Directive » Can you copy out every line of the records below word for word, omitting the pictures?

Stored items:
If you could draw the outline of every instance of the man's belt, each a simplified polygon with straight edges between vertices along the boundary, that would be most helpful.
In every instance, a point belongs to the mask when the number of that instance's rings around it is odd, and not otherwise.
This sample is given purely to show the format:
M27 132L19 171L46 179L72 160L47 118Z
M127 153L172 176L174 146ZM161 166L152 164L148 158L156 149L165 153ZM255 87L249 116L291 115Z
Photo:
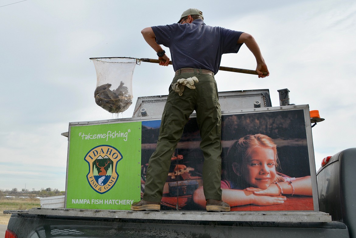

Solution to this task »
If you could draw the outline of every instance of the man's belt, each a simplified polygon with straight edges between vertices along the boundary, that would be most helpful.
In every instance, a point belongs to the mask when the number of that instance's rings around it is odd, and not otherwise.
This sample is given purely to show the format:
M27 132L19 171L46 179L72 160L47 118Z
M127 153L172 176L174 146ZM161 166L152 164L148 158L156 149L165 153ZM255 87L249 116L291 115Z
Photo:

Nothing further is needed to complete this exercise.